Stated goal :: Please render as a numbered list the lines of the material from the one containing "target | lips" through the end of the material, both ends included, leaving out any blank lines.

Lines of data
_ _ _ _ _ _ _
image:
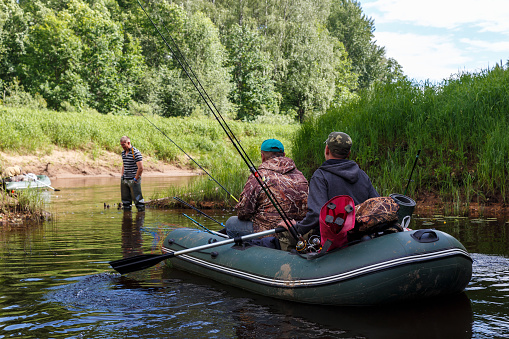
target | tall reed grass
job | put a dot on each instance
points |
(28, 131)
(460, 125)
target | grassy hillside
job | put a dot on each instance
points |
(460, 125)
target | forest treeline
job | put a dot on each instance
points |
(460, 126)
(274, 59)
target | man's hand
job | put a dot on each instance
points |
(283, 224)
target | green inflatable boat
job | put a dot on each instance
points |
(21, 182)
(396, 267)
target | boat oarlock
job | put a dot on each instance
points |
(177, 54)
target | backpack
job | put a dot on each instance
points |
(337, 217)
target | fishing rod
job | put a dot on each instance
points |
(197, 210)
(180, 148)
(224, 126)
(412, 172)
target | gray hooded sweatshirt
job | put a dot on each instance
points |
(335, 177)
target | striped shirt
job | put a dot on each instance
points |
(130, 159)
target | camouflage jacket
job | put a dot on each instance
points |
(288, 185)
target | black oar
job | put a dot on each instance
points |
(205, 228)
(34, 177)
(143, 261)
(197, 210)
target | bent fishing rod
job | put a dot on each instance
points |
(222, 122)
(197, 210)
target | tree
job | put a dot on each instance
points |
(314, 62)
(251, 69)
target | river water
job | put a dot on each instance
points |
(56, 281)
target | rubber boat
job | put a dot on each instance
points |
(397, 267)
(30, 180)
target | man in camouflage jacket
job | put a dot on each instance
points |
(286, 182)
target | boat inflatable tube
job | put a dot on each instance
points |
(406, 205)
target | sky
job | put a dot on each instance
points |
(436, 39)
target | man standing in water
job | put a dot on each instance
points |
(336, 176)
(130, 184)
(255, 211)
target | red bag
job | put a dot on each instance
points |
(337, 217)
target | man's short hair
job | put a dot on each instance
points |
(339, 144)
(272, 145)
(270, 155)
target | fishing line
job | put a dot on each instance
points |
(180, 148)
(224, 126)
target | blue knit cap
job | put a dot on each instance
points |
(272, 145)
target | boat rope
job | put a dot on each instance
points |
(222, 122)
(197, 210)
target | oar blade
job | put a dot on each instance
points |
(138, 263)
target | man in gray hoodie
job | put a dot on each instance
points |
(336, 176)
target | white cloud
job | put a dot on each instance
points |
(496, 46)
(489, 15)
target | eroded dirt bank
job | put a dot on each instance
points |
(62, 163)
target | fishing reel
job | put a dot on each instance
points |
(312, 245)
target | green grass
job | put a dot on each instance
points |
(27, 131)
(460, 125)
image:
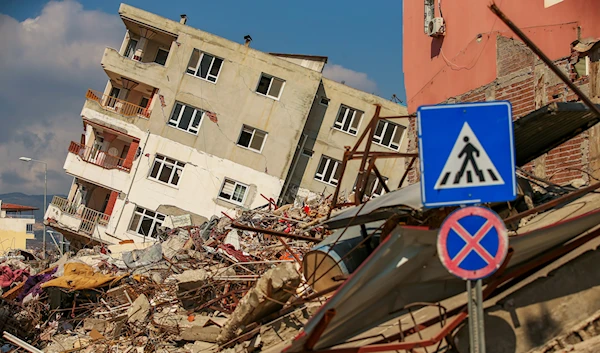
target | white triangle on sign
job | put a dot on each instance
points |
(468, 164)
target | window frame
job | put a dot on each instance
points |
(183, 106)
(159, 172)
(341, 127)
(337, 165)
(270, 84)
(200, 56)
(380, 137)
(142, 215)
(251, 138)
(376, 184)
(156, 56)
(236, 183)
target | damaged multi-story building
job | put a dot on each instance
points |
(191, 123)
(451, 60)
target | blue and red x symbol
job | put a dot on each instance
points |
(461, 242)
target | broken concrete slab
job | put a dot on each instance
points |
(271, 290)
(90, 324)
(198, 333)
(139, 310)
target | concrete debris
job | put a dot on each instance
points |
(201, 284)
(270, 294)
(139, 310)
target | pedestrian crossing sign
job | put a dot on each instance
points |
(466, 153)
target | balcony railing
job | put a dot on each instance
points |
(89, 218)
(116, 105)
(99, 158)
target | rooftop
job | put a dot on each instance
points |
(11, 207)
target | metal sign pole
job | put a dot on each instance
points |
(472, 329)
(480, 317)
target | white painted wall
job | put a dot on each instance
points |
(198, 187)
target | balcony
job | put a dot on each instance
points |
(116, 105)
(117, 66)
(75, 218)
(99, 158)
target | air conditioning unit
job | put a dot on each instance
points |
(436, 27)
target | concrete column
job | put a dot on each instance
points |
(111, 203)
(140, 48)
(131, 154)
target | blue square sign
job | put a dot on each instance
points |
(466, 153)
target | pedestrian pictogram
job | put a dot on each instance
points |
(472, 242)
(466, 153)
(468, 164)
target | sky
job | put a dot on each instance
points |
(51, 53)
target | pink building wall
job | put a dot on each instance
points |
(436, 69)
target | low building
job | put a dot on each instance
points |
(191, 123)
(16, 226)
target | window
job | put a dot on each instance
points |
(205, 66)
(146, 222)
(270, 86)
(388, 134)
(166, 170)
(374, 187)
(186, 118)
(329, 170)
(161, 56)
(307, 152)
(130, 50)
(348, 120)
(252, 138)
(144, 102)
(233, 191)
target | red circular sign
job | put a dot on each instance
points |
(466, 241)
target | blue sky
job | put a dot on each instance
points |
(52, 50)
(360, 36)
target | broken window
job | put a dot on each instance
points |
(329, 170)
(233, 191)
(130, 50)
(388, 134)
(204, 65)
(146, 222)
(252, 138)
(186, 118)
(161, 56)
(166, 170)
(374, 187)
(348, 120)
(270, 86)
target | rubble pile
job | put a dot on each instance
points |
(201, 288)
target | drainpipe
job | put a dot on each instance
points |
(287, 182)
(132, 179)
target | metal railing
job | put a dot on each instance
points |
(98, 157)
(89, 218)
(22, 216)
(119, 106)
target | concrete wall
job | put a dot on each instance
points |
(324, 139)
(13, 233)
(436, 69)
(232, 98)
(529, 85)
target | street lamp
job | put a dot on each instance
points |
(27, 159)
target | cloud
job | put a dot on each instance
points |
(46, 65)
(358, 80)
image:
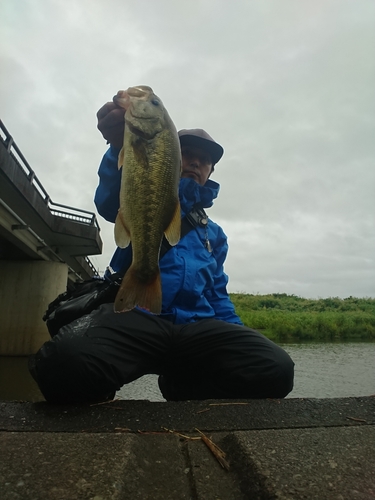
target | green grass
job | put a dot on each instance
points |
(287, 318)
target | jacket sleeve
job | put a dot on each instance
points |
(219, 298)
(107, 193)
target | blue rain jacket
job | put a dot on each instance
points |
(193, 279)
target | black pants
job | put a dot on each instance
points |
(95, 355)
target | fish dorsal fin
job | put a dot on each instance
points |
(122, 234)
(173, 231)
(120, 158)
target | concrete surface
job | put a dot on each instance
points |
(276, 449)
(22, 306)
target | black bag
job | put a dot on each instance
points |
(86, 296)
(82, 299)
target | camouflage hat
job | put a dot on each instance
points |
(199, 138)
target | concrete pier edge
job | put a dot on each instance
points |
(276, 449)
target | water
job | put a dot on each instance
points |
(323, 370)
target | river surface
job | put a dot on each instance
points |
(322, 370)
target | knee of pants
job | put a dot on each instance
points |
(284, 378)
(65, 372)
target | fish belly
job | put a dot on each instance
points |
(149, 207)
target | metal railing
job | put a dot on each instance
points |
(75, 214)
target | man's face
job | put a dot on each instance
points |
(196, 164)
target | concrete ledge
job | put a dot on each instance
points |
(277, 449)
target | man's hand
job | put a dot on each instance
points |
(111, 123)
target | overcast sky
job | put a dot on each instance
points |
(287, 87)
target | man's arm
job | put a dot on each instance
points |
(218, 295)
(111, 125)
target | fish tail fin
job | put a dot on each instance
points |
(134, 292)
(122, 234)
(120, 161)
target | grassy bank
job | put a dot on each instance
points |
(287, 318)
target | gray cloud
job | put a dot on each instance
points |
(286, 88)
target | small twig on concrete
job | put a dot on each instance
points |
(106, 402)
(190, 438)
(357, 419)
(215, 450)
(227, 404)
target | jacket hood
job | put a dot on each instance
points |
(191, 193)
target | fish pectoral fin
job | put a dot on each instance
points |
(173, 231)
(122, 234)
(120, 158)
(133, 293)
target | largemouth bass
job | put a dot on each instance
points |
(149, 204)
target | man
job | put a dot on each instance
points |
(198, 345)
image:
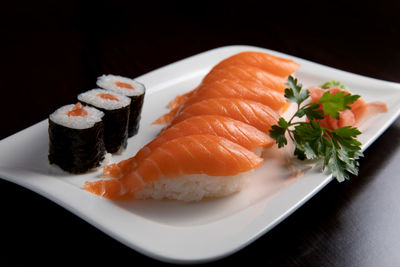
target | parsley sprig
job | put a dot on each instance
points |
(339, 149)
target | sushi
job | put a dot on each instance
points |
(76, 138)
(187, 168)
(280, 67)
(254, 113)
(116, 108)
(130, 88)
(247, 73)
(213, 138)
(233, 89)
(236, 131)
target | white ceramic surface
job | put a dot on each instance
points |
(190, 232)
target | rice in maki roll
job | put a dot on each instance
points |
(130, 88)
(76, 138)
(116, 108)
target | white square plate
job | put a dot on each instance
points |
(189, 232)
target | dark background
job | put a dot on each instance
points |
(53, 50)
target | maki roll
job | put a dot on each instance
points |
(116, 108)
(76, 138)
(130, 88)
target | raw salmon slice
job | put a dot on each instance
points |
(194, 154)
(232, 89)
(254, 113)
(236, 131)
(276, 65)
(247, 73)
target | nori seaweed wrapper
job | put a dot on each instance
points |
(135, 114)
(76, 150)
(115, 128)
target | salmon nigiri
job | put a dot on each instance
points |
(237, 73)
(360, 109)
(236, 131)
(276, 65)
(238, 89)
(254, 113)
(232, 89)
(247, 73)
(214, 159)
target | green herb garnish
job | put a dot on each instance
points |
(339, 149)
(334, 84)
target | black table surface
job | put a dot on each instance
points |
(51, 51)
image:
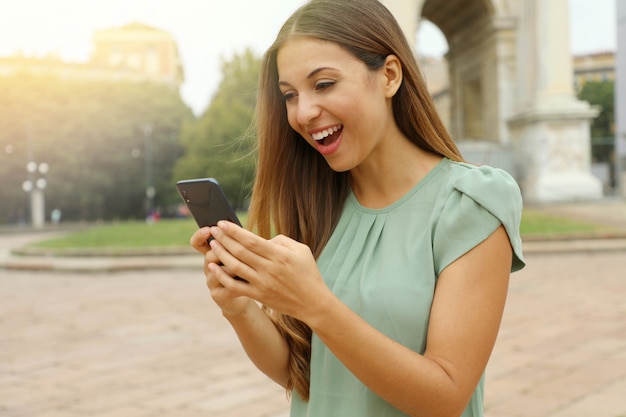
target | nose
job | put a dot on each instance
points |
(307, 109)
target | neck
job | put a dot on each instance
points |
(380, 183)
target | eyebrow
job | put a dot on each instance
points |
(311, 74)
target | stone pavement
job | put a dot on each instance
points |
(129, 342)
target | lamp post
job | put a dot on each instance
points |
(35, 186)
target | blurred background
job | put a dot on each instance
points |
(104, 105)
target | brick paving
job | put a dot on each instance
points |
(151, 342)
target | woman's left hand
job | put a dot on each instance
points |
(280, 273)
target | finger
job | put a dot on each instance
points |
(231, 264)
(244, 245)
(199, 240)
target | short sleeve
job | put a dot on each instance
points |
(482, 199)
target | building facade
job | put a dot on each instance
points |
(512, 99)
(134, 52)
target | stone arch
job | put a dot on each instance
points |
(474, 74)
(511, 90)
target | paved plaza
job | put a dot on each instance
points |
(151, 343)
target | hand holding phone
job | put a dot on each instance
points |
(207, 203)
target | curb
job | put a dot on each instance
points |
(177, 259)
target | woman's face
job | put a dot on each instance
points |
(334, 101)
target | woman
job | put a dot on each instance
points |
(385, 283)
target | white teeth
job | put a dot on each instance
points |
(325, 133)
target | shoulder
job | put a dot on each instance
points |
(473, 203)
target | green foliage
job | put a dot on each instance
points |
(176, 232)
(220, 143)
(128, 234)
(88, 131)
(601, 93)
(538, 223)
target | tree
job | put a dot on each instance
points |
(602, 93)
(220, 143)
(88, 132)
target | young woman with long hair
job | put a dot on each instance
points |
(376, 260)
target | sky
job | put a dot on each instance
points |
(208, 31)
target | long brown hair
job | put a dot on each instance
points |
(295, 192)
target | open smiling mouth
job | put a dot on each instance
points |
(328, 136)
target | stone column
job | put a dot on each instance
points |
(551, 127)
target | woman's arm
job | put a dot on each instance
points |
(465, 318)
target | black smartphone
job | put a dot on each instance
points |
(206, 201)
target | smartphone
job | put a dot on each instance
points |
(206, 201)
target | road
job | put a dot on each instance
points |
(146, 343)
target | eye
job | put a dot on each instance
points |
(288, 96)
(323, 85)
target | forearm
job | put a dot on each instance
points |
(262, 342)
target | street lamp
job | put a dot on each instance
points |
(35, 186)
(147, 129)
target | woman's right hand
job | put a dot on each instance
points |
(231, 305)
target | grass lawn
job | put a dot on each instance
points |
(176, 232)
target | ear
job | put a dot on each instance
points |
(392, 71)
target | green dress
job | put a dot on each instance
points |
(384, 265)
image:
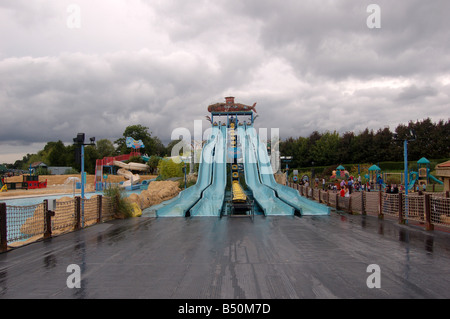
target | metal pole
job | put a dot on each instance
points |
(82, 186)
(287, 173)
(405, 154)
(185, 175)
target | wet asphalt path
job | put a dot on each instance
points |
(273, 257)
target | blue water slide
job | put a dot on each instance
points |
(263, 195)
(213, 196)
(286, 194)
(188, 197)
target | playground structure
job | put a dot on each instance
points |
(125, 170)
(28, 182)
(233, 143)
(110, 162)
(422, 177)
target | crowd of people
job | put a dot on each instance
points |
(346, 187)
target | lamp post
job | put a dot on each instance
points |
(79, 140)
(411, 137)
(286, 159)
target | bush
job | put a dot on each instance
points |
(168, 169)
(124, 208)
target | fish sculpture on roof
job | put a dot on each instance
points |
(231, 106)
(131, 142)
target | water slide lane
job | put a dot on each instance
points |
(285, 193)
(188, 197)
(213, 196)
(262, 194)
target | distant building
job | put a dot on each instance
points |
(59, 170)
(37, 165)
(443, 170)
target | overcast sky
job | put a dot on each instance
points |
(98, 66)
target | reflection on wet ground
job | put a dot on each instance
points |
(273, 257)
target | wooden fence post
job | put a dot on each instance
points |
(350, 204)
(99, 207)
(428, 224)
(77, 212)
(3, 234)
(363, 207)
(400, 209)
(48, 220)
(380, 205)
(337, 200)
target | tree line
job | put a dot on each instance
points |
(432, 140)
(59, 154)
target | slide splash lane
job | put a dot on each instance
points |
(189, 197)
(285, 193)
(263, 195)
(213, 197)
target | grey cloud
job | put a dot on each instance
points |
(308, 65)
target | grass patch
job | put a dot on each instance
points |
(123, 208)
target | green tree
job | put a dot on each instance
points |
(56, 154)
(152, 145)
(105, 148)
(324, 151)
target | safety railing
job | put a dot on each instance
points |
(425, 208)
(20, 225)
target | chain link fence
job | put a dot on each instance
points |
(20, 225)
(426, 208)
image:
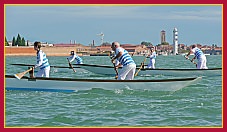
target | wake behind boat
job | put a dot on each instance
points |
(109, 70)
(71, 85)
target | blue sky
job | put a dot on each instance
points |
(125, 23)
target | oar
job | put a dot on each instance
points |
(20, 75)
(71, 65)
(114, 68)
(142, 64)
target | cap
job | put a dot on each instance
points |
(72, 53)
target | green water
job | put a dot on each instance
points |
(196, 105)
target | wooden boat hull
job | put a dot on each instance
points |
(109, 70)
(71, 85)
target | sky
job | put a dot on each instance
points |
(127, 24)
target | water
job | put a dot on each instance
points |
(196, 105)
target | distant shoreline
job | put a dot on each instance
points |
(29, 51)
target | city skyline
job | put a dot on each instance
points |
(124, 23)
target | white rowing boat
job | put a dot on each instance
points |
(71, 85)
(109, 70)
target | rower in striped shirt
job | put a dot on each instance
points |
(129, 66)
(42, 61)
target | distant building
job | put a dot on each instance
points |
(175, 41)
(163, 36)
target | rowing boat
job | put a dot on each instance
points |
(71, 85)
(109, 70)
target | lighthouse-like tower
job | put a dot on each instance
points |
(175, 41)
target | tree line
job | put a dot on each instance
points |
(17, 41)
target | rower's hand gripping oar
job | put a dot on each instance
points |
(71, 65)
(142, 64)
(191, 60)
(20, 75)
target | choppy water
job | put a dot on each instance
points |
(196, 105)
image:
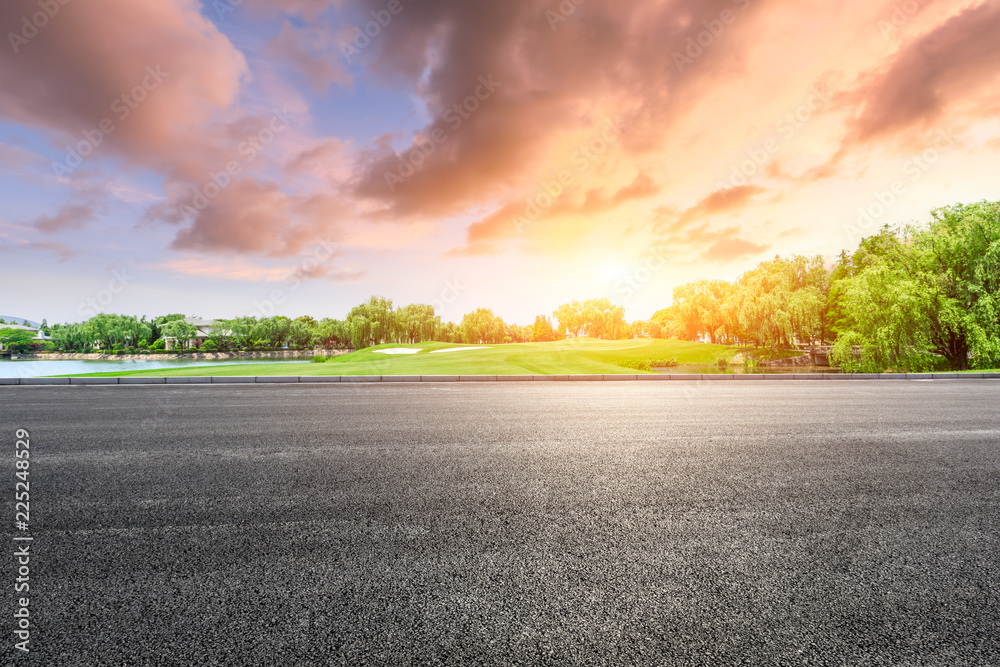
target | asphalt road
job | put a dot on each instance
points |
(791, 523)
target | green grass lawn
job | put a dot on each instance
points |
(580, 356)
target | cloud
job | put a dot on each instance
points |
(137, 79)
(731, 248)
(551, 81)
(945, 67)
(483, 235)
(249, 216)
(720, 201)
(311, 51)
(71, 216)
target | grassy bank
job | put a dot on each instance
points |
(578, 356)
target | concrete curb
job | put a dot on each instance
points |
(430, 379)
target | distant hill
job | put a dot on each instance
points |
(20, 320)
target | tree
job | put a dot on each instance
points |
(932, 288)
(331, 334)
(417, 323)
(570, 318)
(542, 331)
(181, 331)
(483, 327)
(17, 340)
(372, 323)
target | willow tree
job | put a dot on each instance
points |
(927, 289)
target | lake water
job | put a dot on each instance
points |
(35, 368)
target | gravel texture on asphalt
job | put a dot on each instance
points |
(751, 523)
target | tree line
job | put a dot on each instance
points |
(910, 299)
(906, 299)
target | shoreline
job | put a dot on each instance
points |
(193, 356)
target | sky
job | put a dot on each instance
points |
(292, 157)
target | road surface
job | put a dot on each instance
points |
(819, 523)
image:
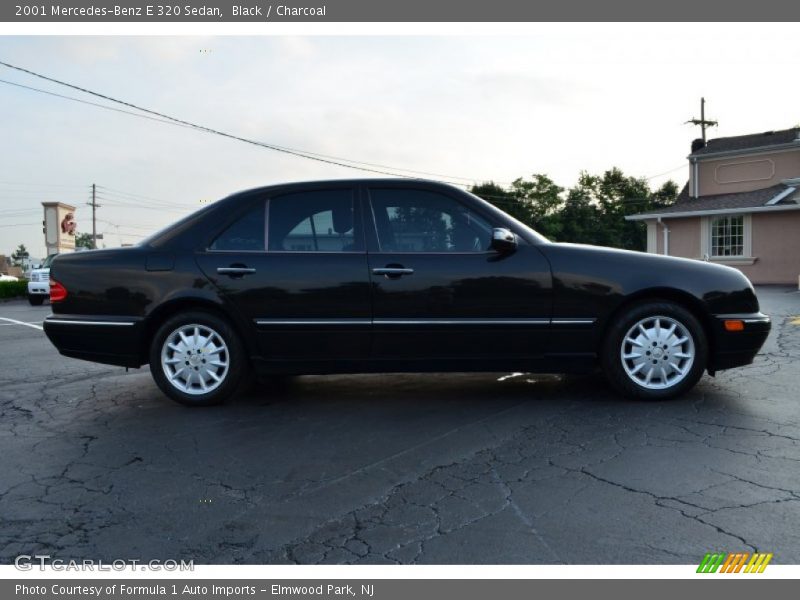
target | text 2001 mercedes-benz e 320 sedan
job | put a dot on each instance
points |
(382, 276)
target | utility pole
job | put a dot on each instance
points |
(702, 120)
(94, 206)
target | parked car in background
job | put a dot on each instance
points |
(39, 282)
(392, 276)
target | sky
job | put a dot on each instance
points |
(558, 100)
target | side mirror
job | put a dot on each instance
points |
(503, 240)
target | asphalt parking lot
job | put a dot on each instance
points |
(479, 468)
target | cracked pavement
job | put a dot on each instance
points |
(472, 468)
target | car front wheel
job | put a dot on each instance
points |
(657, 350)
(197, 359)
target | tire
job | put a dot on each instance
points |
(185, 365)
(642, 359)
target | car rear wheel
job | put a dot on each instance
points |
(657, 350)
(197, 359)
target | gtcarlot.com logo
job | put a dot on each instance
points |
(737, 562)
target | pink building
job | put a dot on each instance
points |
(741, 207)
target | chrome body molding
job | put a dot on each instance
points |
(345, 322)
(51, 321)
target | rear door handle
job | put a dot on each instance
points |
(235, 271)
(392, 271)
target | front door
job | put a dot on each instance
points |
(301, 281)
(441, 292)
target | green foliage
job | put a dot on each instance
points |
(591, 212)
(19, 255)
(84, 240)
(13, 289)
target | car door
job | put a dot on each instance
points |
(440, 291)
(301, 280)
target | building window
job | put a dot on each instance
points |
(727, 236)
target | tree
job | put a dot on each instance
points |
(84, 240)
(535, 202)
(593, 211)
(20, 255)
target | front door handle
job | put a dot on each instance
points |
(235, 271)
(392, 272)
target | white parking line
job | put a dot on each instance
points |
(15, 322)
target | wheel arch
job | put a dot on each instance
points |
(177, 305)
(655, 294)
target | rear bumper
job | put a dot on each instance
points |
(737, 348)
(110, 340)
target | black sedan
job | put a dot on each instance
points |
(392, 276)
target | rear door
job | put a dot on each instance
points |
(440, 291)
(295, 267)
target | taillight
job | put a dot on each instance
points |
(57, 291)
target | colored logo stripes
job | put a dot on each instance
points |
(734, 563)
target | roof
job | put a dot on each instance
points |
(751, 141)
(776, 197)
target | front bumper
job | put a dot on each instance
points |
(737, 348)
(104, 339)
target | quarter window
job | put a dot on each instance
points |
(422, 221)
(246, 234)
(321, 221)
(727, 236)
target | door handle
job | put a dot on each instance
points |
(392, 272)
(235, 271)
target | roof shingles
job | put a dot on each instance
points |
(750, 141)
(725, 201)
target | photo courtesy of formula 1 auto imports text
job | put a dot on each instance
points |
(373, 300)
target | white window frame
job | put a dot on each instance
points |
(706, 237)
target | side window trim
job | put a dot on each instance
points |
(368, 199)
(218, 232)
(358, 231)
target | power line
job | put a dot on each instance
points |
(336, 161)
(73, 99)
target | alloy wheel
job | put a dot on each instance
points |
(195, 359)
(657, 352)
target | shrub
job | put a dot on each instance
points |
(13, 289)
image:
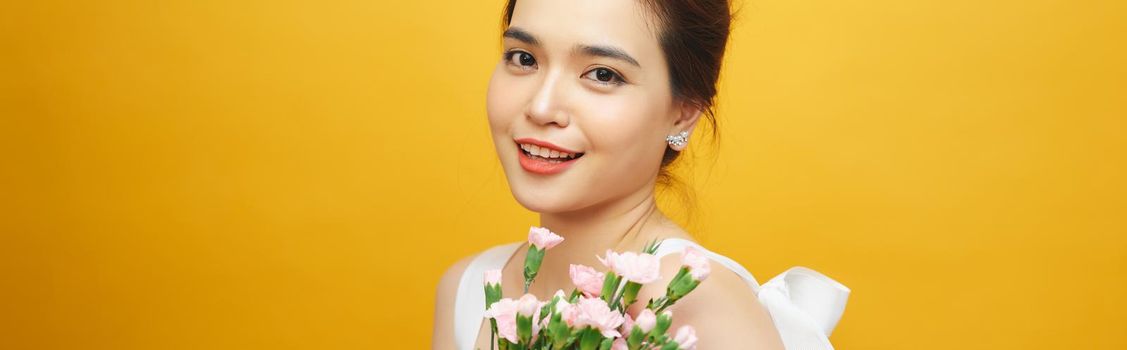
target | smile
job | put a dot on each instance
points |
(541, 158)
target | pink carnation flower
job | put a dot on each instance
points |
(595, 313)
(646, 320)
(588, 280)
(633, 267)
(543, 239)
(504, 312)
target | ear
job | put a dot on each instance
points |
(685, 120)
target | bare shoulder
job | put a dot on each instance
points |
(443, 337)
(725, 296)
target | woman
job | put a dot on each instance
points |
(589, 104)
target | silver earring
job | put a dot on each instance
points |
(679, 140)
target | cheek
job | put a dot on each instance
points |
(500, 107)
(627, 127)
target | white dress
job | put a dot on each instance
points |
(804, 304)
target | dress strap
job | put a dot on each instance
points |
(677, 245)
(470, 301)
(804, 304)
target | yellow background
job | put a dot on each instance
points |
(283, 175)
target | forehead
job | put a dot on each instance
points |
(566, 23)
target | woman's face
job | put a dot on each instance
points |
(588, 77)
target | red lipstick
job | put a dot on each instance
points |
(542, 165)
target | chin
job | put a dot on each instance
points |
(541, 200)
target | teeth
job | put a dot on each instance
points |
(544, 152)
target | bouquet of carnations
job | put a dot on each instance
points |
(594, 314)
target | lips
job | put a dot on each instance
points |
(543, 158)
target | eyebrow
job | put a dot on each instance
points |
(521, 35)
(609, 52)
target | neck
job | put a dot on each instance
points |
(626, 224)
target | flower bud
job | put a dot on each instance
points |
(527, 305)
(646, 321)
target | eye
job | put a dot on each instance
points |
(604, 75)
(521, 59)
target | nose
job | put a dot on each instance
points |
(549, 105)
_ _ _ _ _ _ _
Solution ::
1. target | lips
2. job | put a dot on each instance
3. points |
4. (543, 158)
5. target | eyebrow
6. job | put a dot on each instance
7. points |
8. (521, 35)
9. (609, 52)
10. target | neck
11. job | put a dot on each instance
12. points |
13. (626, 224)
14. target | flower bud
15. job | put a dot on each instance
16. points |
17. (527, 305)
18. (646, 321)
19. target | eye
20. job | put a dot on each instance
21. points |
22. (604, 75)
23. (521, 59)
24. target | nose
25. job | put a dot on each instance
26. points |
27. (549, 105)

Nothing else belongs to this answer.